◆ **AIM**: Return, word for word, the lines from the one with "Target = shadow on pavement" through the last line of the records below, both ends included.

◆ **EXCERPTED RECORDS**:
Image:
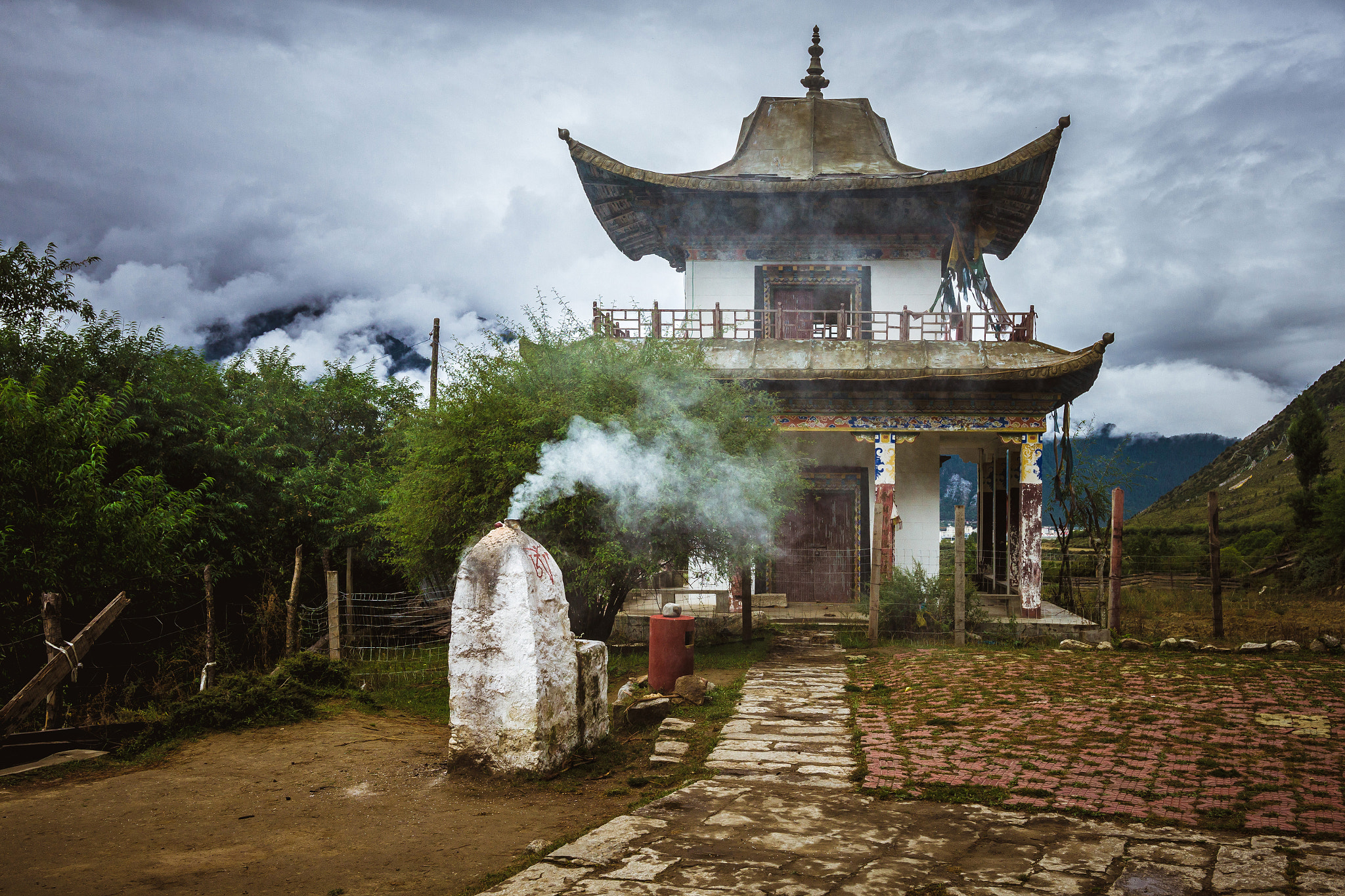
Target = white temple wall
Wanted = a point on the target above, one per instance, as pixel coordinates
(732, 284)
(916, 498)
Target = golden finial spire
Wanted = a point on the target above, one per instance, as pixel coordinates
(816, 82)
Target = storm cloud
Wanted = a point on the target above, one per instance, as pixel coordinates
(331, 177)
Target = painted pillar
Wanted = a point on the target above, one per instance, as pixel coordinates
(1029, 526)
(884, 485)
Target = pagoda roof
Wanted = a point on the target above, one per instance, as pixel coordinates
(1029, 378)
(854, 186)
(806, 137)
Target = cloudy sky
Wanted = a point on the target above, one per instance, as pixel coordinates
(331, 177)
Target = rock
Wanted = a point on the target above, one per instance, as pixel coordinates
(1243, 870)
(649, 711)
(692, 688)
(591, 692)
(513, 664)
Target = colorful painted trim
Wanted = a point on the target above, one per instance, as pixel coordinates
(935, 423)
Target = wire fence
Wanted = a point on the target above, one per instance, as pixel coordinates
(396, 639)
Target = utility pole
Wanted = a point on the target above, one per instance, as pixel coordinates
(208, 673)
(1118, 521)
(1216, 587)
(433, 372)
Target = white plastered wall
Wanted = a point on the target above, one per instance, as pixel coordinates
(732, 284)
(916, 498)
(916, 489)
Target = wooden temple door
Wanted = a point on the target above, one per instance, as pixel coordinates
(817, 312)
(817, 550)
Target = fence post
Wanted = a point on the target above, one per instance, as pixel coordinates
(1118, 521)
(332, 616)
(1216, 589)
(51, 631)
(959, 576)
(292, 605)
(208, 673)
(350, 591)
(745, 601)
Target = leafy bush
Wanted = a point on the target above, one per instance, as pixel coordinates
(919, 602)
(290, 694)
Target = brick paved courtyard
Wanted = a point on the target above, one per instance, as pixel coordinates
(1202, 739)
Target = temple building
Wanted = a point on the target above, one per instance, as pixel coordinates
(853, 286)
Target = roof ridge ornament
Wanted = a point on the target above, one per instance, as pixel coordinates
(816, 82)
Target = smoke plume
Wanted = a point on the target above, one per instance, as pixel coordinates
(674, 476)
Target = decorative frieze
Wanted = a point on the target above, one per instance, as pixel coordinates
(915, 422)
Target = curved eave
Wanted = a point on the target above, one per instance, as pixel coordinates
(961, 364)
(1005, 194)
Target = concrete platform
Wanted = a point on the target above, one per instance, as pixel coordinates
(1055, 622)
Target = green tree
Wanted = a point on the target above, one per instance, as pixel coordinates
(33, 285)
(73, 523)
(1308, 442)
(503, 403)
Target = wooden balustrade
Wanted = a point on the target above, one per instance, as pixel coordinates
(749, 324)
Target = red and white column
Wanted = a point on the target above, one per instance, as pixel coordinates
(884, 489)
(1029, 526)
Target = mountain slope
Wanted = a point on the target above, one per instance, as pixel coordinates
(1254, 475)
(1164, 461)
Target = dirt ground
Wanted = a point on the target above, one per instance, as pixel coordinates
(358, 802)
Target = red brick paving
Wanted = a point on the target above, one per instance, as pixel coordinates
(1114, 733)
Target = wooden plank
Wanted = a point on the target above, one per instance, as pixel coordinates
(332, 617)
(57, 670)
(51, 631)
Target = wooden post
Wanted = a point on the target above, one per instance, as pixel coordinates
(1118, 522)
(55, 671)
(332, 616)
(51, 631)
(1216, 587)
(350, 591)
(208, 675)
(433, 367)
(959, 576)
(292, 605)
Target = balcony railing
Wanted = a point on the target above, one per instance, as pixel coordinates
(730, 323)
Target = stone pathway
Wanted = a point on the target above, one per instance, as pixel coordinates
(783, 819)
(791, 721)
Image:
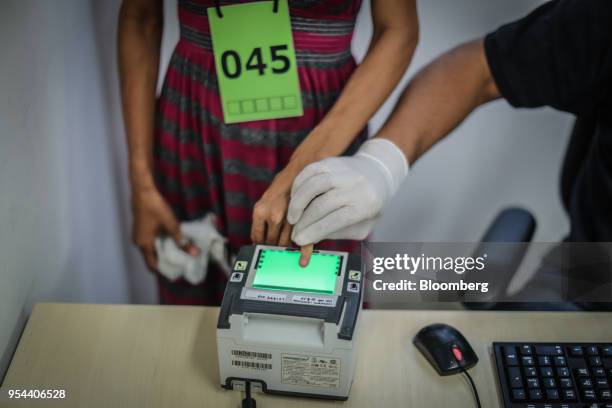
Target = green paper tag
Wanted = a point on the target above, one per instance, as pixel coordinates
(255, 61)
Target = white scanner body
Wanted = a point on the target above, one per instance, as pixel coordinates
(289, 342)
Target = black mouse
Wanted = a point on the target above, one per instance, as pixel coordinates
(445, 348)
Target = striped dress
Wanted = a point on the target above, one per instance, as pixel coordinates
(203, 165)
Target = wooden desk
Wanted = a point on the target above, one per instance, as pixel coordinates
(165, 356)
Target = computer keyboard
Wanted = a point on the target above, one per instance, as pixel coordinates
(555, 375)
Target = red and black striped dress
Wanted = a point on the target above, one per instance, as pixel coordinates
(204, 165)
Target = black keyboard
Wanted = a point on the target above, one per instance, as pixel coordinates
(555, 375)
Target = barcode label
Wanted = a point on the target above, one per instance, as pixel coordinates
(251, 354)
(252, 364)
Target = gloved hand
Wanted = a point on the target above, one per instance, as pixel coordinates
(175, 263)
(342, 197)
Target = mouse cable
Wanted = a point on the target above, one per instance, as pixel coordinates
(248, 401)
(469, 377)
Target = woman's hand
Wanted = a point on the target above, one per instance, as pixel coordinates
(153, 216)
(270, 225)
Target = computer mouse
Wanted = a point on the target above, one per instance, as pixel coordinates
(445, 348)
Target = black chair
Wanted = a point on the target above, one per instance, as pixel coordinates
(518, 225)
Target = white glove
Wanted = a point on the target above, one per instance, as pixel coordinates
(342, 197)
(174, 263)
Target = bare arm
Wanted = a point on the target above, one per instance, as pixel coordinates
(395, 37)
(139, 41)
(439, 98)
(391, 49)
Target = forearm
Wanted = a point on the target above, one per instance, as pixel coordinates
(439, 98)
(139, 41)
(367, 89)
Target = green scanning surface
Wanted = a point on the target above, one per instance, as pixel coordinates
(280, 270)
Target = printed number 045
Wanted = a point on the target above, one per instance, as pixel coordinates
(281, 63)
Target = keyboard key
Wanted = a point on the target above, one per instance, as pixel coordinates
(535, 394)
(595, 361)
(589, 394)
(563, 372)
(592, 350)
(576, 351)
(552, 394)
(546, 371)
(518, 394)
(533, 382)
(549, 350)
(585, 383)
(514, 375)
(510, 356)
(599, 372)
(583, 372)
(544, 360)
(527, 360)
(569, 395)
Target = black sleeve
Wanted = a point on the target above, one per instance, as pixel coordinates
(559, 55)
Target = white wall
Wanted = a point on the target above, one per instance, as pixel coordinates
(60, 239)
(64, 198)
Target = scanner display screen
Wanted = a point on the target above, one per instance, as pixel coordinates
(280, 270)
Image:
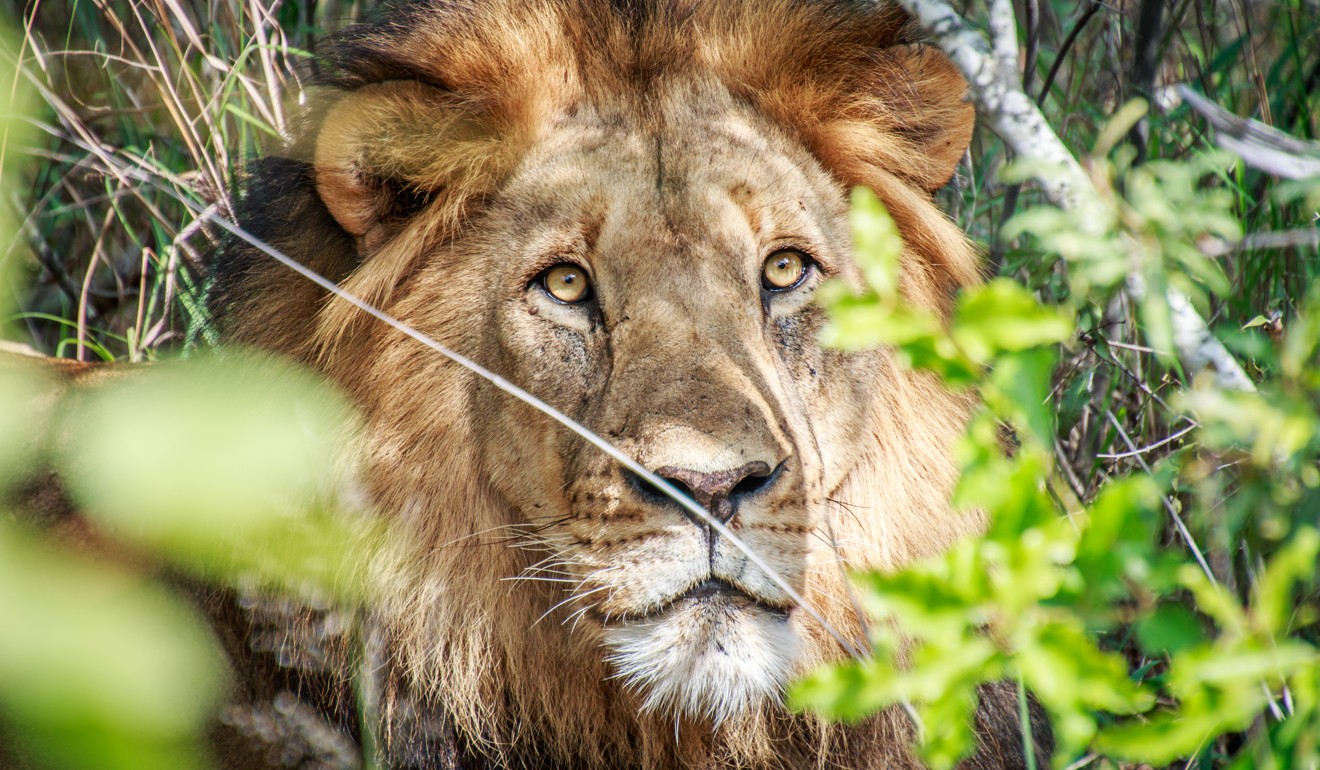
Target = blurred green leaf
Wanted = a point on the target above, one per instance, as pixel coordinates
(227, 465)
(99, 670)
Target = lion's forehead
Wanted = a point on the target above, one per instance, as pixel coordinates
(702, 180)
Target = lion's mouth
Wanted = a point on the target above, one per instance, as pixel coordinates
(713, 591)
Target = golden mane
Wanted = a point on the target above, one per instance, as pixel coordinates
(419, 123)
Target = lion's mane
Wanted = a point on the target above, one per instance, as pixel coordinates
(416, 123)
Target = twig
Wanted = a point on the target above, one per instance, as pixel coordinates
(991, 73)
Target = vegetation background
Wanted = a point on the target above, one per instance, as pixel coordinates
(1151, 572)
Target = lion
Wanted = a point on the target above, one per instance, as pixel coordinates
(625, 206)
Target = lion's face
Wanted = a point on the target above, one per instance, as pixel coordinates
(627, 217)
(689, 341)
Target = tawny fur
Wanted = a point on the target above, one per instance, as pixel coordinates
(454, 151)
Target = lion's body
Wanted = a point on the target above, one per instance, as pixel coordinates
(458, 151)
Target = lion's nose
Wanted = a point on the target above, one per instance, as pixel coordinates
(718, 491)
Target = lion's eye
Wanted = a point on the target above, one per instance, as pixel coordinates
(784, 270)
(566, 283)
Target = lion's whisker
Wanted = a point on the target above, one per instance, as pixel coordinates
(572, 598)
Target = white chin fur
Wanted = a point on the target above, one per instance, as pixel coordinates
(706, 659)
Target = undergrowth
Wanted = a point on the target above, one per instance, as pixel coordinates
(1151, 569)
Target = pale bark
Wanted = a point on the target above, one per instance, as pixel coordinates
(995, 87)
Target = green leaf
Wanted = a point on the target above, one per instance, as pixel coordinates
(225, 465)
(1170, 629)
(98, 670)
(1002, 316)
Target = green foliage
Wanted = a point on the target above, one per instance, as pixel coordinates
(1042, 597)
(221, 466)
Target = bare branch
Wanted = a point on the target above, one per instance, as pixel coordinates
(995, 89)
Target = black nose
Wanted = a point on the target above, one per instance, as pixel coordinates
(720, 491)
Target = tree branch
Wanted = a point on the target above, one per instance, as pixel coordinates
(991, 74)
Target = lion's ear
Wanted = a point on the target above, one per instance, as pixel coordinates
(932, 110)
(387, 151)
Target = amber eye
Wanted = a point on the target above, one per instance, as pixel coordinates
(566, 283)
(784, 270)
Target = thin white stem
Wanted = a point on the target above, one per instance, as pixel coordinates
(499, 382)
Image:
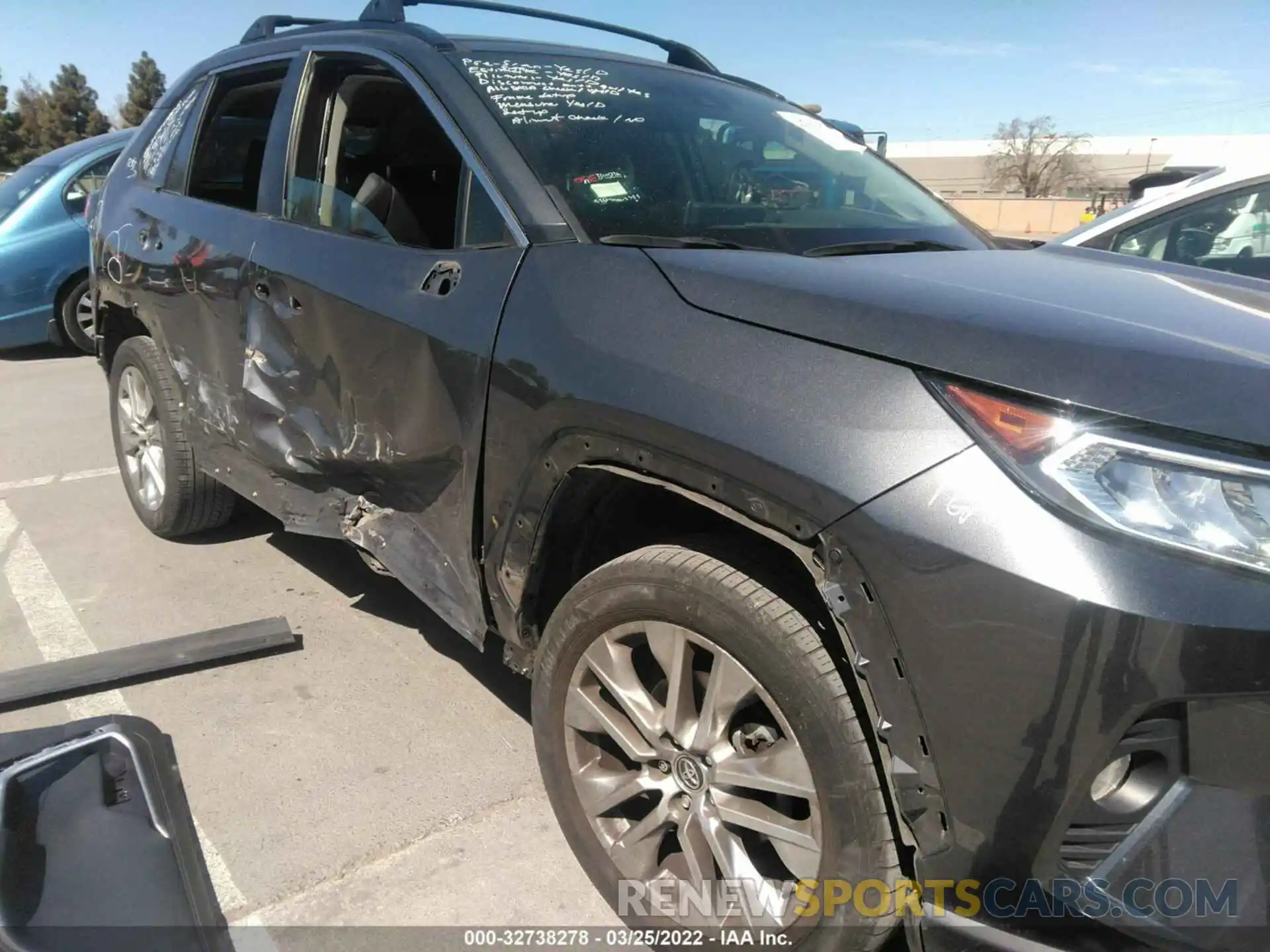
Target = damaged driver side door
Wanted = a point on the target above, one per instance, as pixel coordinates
(375, 298)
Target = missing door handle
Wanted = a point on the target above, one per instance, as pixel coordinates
(443, 280)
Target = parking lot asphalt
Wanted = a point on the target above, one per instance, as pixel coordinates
(384, 775)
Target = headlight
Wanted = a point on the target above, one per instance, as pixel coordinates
(1213, 504)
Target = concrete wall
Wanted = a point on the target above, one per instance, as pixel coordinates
(1023, 216)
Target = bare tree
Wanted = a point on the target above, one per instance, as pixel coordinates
(1032, 158)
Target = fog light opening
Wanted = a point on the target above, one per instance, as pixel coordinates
(1130, 782)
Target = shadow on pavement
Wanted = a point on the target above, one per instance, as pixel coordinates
(248, 522)
(41, 352)
(338, 564)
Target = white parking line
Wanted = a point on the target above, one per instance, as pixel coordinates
(58, 477)
(59, 635)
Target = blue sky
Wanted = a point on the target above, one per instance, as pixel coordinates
(919, 69)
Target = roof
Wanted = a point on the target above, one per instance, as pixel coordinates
(1166, 196)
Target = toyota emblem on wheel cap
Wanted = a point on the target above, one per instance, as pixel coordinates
(690, 775)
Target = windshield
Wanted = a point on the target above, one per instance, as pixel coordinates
(18, 187)
(644, 150)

◆ **THE REPLY**:
Target = shadow on pavement
Wanted = a point on the target above, one per instance, as pixel coordinates
(248, 522)
(41, 352)
(338, 564)
Target = white parking line
Wanted = a point on the target above, one per instance, as pixel coordinates
(58, 477)
(59, 635)
Target = blue sky
Wanted = a point on the target above, one per instance, as pixel coordinates
(919, 69)
Target = roof
Wanted = a point on the target above, one per instance, as pixel coordinates
(1166, 196)
Target = toyota emblem on wheel cap
Wanted = a point on the target above, one per instance, as pixel coordinates
(690, 775)
Target = windshield
Wanted = a point on the target above, one per instance, as pixel coordinates
(18, 187)
(644, 150)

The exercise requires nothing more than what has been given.